▸ **Text to read**:

Folks start strolling into the Elk Creek Station and Cafe here early. Two topics dominate the conversation: The source of the latest power outage and the landslide that has left the mountain hamlet all but cut off from the rest of Idaho.
Early risers say they heard a pop and saw a blue flash just west of town an instant before their lights cut out. It turns out one of a flock of about 100 turkeys clipped a high-voltage line.
Residents here hold Avista linemen in high regard and even toss words like “heroes” around to describe them. When a hillside about 10 miles west of town liquefied on Feb. 18 and poured massive boulders and other detritus across Idaho 14, it also took out several power poles. Some feared electricity would be out for many days or a week or more. It was back on in a day and a half. The turkey-triggered outage was restored within a few hours.
The same can’t be said for normal access to Elk City. It could be four or five weeks before the slide is cleared and safe passage is restored. In the meantime residents of Elk City, Dixie and Orogrande, perhaps 300 people in total, have increasingly restrictive access via a goat trail of a Forest Service road that climbs into the mountains and snakes around the blockage.
Its surface is a mix of ice, slush and mud, depending on weather, aspect and elevation. What started out as twice-a-day openings of the road on Mondays, Wednesdays and Fridays has now been reduced to morning trips only. If you leave Monday, you can’t return until Wednesday.
Idaho County and Forest Service officials are working to make sure the road becomes neither impassible from frequent traffic nor a financial burden for the county to maintain.
“The locals are really good with protecting the road. They understand it’s our lifeline,” said Idaho County Sheriff Deputy Mike Chlebowski.
Folks describe him as more peace officer than cop, meaning he enforces the law but isn’t quick to write citations for every little infraction. He normally works nights, spending much of the time patrolling the highway. Since the slide he’s been working long hours and doing his best to coordinate with state and federal officials and answer questions from residents. The problem is nobody has answers.
A public meeting is tentatively planned for Thursday at the Elk City School. Idaho Transportation Department and county officials are expected to attend and perhaps give a cleanup timeline.
“Everybody is trying to work together to get the road open again within their ability,” Chlebowski said. “The public has been really understanding, they’ve been really good.”

▸ **Supplied records**:
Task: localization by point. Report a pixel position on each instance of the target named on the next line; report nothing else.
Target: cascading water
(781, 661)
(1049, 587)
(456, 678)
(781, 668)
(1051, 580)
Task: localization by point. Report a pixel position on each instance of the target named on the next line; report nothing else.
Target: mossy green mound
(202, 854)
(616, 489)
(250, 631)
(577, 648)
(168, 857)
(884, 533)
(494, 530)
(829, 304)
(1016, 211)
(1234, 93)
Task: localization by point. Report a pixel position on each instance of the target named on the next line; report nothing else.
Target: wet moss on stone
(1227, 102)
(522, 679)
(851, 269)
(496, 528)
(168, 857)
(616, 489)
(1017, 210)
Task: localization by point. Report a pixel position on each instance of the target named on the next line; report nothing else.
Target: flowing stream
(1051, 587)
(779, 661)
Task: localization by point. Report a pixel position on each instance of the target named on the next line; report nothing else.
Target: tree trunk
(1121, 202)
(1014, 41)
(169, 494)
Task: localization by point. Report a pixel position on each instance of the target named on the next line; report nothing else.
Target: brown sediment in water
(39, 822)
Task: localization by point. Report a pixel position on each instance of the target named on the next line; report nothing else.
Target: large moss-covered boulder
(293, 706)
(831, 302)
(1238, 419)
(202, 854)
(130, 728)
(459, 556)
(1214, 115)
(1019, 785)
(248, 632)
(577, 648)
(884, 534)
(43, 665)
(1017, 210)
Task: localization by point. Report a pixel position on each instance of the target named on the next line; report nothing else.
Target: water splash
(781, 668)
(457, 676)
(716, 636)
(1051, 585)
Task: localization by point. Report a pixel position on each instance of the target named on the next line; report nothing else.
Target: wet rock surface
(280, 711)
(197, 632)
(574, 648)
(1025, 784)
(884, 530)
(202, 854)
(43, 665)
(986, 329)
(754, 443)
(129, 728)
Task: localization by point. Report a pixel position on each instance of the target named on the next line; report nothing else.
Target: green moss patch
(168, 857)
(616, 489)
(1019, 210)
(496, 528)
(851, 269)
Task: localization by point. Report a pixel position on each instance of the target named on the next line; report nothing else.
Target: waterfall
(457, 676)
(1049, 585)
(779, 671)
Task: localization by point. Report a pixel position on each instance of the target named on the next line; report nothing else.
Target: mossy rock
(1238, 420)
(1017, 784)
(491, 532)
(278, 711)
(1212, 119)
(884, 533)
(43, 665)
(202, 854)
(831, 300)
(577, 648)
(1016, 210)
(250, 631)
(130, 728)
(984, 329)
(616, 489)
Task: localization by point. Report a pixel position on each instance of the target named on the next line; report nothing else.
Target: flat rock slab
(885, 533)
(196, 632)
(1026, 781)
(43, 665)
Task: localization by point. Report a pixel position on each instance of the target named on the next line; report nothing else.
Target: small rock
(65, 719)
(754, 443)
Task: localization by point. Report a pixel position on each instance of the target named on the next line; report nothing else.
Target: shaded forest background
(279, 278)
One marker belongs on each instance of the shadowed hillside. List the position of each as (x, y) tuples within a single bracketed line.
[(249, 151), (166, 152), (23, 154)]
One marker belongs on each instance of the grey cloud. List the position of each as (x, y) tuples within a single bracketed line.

▸ **Set of tasks**:
a. What caused the latest power outage in the article on the Elk City landslide?
b. Please reproduce the part of the article on the Elk City landslide starting with "A public meeting" and going on through "a cleanup timeline.".
c. Turn the paragraph of the article on the Elk City landslide that begins "Residents here hold Avista linemen" into a short list that keeps its main facts.
The data was drawn from a separate source.

▸ **Full solutions**:
a. One of a flock of about 100 turkeys clipped a high-voltage line.

b.
A public meeting is tentatively planned for Thursday at the Elk City School. Idaho Transportation Department and county officials are expected to attend and perhaps give a cleanup timeline.

c.
- Residents think highly of Avista linemen and even call them "heroes."
- On Feb. 18, a hillside about 10 miles west of town liquefied, sending massive boulders and other debris across Idaho 14 and taking out several power poles.
- Some feared the power would be out for many days or a week or more, but it was back on in a day and a half.
- The turkey-triggered outage was fixed within a few hours.